[Location labeling records]
----

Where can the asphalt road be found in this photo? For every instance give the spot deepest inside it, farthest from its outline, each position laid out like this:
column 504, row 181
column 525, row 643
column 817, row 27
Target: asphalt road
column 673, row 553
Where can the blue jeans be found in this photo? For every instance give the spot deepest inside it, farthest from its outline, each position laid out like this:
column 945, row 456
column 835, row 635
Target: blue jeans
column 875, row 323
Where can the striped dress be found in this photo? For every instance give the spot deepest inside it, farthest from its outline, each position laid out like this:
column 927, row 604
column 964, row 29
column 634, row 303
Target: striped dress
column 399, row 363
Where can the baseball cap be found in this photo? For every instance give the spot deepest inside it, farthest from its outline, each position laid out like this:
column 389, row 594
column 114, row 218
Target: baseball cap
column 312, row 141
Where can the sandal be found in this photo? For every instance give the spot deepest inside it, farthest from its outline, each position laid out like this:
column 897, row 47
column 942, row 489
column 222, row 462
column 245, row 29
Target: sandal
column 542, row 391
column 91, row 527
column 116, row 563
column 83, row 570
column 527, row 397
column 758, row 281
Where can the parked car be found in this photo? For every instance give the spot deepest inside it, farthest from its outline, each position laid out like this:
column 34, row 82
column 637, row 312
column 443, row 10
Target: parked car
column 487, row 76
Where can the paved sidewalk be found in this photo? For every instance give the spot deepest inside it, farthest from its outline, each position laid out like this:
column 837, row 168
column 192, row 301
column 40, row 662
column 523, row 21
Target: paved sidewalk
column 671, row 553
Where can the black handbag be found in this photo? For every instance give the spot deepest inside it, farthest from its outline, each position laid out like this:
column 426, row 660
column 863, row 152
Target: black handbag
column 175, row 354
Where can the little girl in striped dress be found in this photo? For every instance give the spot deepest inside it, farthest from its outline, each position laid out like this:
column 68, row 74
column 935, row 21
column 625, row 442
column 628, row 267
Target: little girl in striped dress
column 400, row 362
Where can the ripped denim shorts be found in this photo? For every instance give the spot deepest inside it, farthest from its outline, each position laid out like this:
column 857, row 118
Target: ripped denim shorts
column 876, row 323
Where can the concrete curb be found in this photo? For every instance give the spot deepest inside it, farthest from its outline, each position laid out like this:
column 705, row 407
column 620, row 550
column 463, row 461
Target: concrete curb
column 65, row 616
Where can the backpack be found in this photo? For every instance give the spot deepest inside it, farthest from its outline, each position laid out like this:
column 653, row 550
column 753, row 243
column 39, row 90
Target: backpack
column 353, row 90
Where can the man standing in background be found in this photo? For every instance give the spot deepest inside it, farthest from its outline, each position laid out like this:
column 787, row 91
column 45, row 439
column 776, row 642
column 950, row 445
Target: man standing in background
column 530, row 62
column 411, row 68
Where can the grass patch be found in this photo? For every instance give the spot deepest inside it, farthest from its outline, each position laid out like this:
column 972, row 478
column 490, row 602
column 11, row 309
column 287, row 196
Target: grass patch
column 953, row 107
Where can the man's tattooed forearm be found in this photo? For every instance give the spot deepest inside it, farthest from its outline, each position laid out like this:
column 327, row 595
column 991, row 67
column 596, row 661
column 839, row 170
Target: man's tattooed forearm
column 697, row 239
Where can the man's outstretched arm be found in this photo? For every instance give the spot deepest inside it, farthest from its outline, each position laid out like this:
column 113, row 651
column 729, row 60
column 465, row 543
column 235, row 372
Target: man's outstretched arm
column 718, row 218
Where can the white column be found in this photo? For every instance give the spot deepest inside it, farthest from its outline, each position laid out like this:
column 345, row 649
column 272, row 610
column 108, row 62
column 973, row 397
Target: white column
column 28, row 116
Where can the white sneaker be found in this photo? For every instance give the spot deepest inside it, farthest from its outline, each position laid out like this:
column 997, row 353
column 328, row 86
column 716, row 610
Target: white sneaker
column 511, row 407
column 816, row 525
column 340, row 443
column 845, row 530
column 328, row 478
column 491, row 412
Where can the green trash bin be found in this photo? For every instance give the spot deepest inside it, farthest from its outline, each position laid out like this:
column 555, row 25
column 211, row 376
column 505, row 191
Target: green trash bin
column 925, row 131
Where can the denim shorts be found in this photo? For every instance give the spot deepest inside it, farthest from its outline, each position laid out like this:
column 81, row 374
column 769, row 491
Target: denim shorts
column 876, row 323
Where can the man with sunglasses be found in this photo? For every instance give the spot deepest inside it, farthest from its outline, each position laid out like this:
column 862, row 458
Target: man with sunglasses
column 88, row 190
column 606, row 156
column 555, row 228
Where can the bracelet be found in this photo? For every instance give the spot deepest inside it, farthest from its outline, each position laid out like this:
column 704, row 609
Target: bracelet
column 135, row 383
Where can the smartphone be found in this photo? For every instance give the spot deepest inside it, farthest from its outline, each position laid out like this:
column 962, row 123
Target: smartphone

----

**AIM:** Print all of these records again line for line, without changing anything.

**COMPLETE ANSWER:**
Where can the asphalt road be found in this photo? For every instance give the spot deepest inside it, farthest from its outline, each position laid out like this:
column 504, row 181
column 525, row 643
column 817, row 27
Target: asphalt road
column 673, row 553
Where can the blue jeans be found in this photo? For every instance give the spot deepest inside it, farthest from its outline, each position laid out like this:
column 945, row 456
column 835, row 635
Target: blue jeans
column 875, row 323
Where can the striped dress be found in this photo? For every instance give the spot deepest inside it, farthest from its outline, each position laid out like this:
column 927, row 604
column 964, row 29
column 634, row 303
Target: striped dress
column 399, row 363
Where can the baseball cap be found in this photo? For every instance give the spot deepest inside it, farthest from its outline, each position laid out like this:
column 389, row 594
column 114, row 218
Target: baseball cap
column 312, row 141
Where can the sandal be found in this photo? For every instance give the spot deepest inside it, farthest from its outline, each position laid out like this:
column 897, row 47
column 942, row 489
column 222, row 462
column 245, row 29
Target: sandal
column 542, row 391
column 91, row 527
column 116, row 563
column 83, row 570
column 527, row 397
column 758, row 281
Where can the parked car be found in this photo? For every instance give the spot deepest inside it, farthest from its outline, each position laid out like this:
column 34, row 82
column 637, row 312
column 443, row 10
Target: parked car
column 487, row 76
Where can the paved sidewalk be found in this photo? For every instance give the spot deepest inside it, farthest from its outline, each position laid out like this:
column 837, row 168
column 192, row 301
column 40, row 662
column 523, row 21
Target: paved sidewalk
column 671, row 553
Where can the black handbag be found in this photo? For every instance give the spot deepest inside it, farthest from its outline, each position laid out like this:
column 426, row 660
column 863, row 152
Target: black handbag
column 175, row 354
Where can the little girl in striped dress be found in this photo? For every instance give the spot deepest inside it, farthest from its outline, each position laid out like this:
column 68, row 74
column 935, row 21
column 625, row 442
column 628, row 267
Target: little girl in striped dress
column 400, row 362
Where can the ripped denim shorts be found in this photo? For every instance give the spot deepest inside it, farthest from its outline, each position laid out like this:
column 857, row 118
Target: ripped denim shorts
column 876, row 323
Where can the concrete curb be found in this photo? For every instance give the spot deepest inside it, farthest from its outline, each position laid out like this:
column 705, row 407
column 620, row 550
column 463, row 461
Target: concrete curb
column 65, row 616
Where can the backpack be found in this photo? For every instance give the spot deepest inside it, farthest from its outline, each position laid out like this:
column 653, row 550
column 753, row 243
column 39, row 90
Target: backpack
column 353, row 90
Where can the man standing in background be found in this photo? For every instance give the spot deepest inside it, farthest from its outline, each position laid out like this:
column 787, row 91
column 45, row 439
column 776, row 642
column 950, row 445
Target: man standing in background
column 530, row 62
column 411, row 68
Where can the grass patch be found in this photo? For every instance give the spot deepest inside it, farthest from its outline, each position laid out like this:
column 972, row 478
column 490, row 602
column 11, row 309
column 287, row 196
Target: grass patch
column 953, row 107
Where can the man's tattooed forearm be found in this photo? For every instance give the spot deepest inside it, farthest from its outline, each position laid out like this:
column 327, row 595
column 991, row 67
column 596, row 661
column 839, row 170
Target: man's tattooed forearm
column 697, row 239
Where can the man's outstretched arm be found in this photo? For every instance give the spot deepest inside it, farthest from its outline, each position laid out like this:
column 113, row 651
column 729, row 60
column 465, row 543
column 235, row 372
Target: man's outstretched arm
column 718, row 218
Where can the white column be found in this photo? For every instance give the spot deepest inside it, farthest from its outline, each position laid out like this:
column 345, row 649
column 272, row 610
column 108, row 62
column 973, row 397
Target: white column
column 28, row 116
Where can the white sneaker be found in this photo? For every instance give the spot deepest inside it, farthest from its outline, each position laid out like this:
column 997, row 353
column 328, row 86
column 716, row 610
Target: white sneaker
column 511, row 407
column 816, row 525
column 340, row 443
column 845, row 530
column 328, row 478
column 491, row 412
Where can the green trash bin be found in this photo? For every instance give the spot deepest inside it, farthest from its outline, each position laid out like this:
column 555, row 25
column 211, row 376
column 505, row 191
Target: green trash bin
column 925, row 131
Where can the denim shorts be found in this photo? For every instance give the spot deepest inside it, farthest from its outline, each position laid out like this:
column 81, row 374
column 769, row 491
Target: denim shorts
column 876, row 323
Where can the man with sunglasses be found in this photo? For every instance give the spot deepest inside it, farthest from its outline, each position laid out like this:
column 862, row 458
Target: man with sunglasses
column 88, row 190
column 606, row 156
column 555, row 228
Where can the bracelet be found in this photo? For every instance give the spot deepest inside it, farthest from its outline, each position laid out like this:
column 704, row 609
Target: bracelet
column 135, row 383
Where can the smartphone be found in this photo? For every instance give the spot deepest inside it, farthest from its outline, each position laid out like this:
column 962, row 123
Target: smartphone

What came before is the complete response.